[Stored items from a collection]
########################################

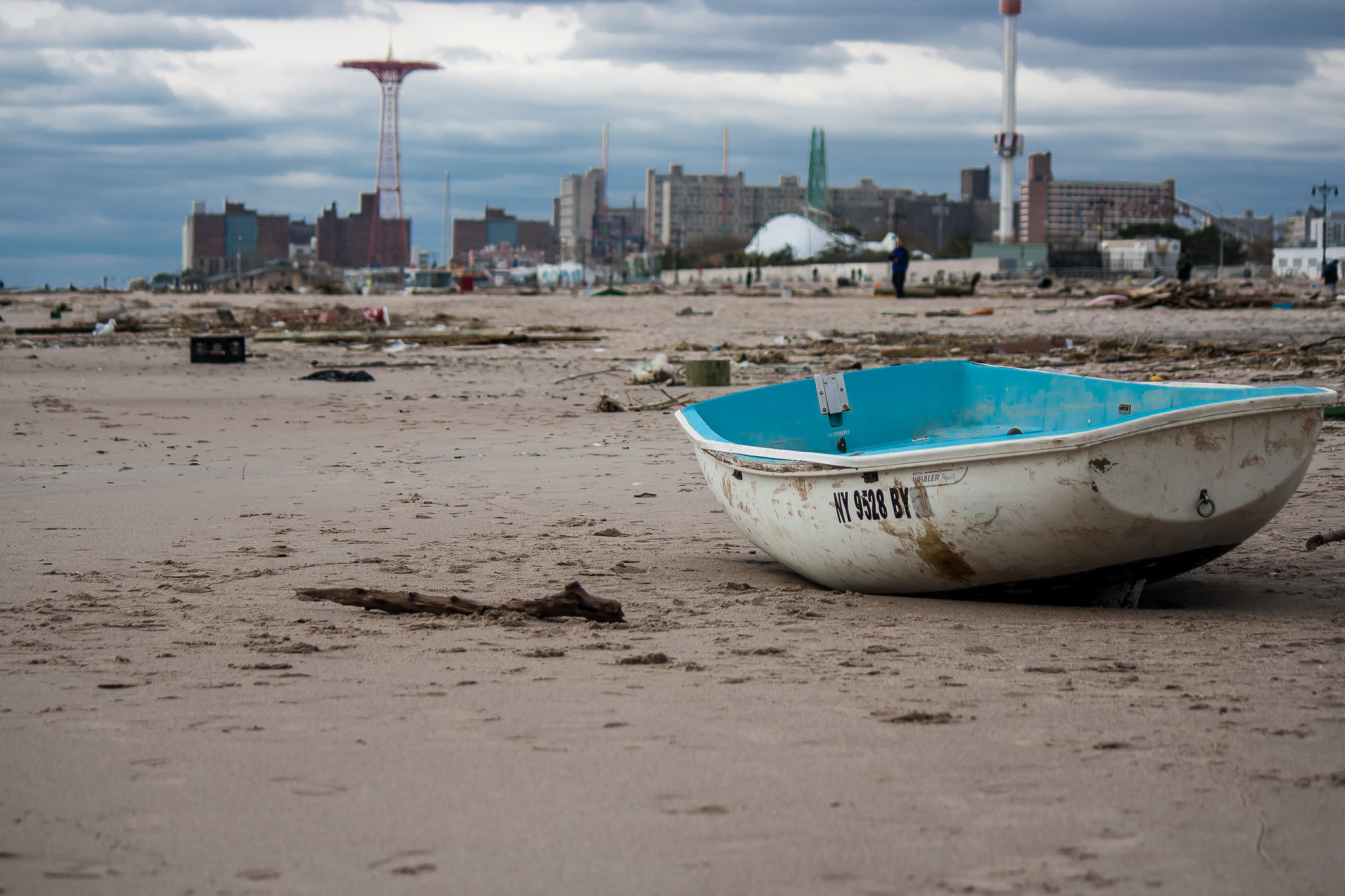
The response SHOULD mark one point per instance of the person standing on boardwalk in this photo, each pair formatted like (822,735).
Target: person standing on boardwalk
(1184,265)
(900,265)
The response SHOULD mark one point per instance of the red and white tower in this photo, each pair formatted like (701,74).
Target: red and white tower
(387,184)
(1009,141)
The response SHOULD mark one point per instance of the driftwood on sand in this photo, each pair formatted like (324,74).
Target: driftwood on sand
(1325,538)
(571,602)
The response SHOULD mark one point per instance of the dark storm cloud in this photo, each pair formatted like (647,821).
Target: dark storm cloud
(102,32)
(1141,42)
(225,9)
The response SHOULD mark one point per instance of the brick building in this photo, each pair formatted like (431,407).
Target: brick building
(495,228)
(213,244)
(345,242)
(1079,214)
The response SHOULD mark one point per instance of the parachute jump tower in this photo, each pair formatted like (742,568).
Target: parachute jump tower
(1007,141)
(387,182)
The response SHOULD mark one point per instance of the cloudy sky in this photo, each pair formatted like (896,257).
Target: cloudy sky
(115,114)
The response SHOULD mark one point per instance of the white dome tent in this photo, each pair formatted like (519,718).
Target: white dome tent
(808,240)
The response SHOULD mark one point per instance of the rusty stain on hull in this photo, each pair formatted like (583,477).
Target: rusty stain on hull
(940,558)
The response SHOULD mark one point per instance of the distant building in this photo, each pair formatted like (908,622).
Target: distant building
(1079,214)
(1305,261)
(1024,258)
(346,242)
(495,228)
(1333,226)
(576,210)
(1155,254)
(1247,228)
(975,184)
(681,209)
(238,238)
(1298,226)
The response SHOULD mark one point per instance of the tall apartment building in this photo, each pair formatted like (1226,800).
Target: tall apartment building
(345,242)
(576,210)
(975,184)
(682,209)
(213,244)
(1334,227)
(1079,214)
(496,228)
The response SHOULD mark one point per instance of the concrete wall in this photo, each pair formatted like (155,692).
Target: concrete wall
(877,272)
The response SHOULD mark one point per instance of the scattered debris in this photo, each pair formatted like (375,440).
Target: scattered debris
(657,370)
(571,602)
(1325,538)
(708,371)
(608,403)
(577,377)
(915,717)
(1024,345)
(332,375)
(643,660)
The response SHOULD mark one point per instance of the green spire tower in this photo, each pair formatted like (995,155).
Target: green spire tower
(817,199)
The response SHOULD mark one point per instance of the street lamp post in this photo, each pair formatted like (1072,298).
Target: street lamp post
(1220,228)
(1325,190)
(940,211)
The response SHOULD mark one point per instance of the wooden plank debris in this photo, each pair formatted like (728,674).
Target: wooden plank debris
(571,602)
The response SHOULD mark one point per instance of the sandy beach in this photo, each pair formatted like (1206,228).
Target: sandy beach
(175,720)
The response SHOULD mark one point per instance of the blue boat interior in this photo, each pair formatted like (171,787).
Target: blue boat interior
(917,406)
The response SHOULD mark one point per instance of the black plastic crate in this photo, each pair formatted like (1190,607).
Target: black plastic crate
(218,350)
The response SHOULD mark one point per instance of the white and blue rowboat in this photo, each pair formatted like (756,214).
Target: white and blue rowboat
(956,479)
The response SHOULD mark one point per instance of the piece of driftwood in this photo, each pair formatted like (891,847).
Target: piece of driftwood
(571,602)
(1325,538)
(609,403)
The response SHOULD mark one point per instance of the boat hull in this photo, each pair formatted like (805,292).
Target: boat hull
(1090,516)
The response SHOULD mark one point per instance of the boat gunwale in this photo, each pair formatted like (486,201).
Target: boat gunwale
(1011,446)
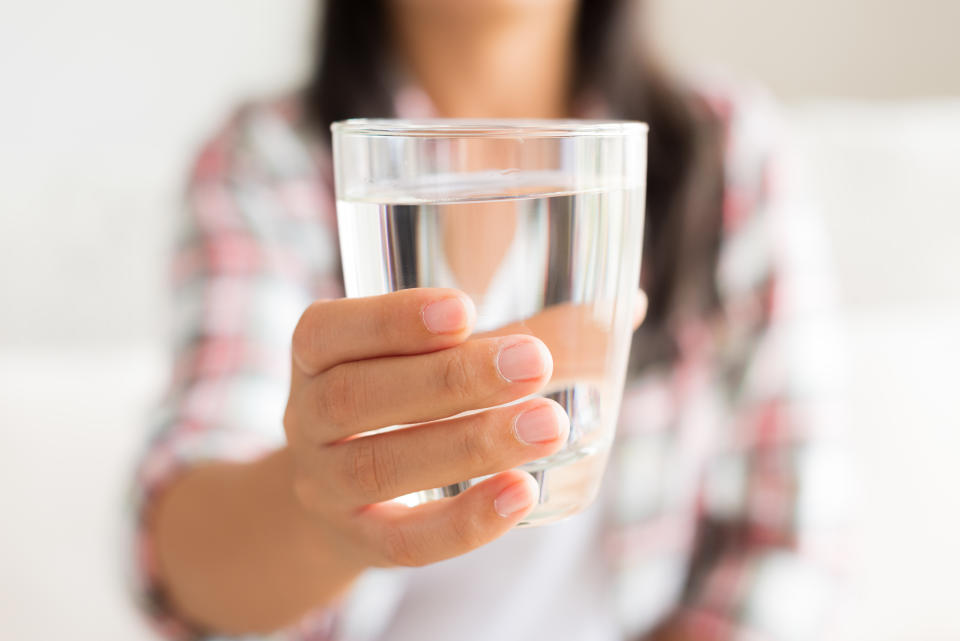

########################################

_Task objective_:
Both end lines included, restate word for word the lines above from the line with "formatted like (756,214)." to the line with "The response SHOULD mark one point per instance of the piece", and nothing else.

_Result_:
The response SHOULD mark one point per instance of the white and blue rowboat in this photo, each pair formatted like (756,214).
Target: white and blue rowboat
(956,479)
The response SHOULD mark one point per instance of the piece of driftwood in this photo, each pair formatted like (891,847).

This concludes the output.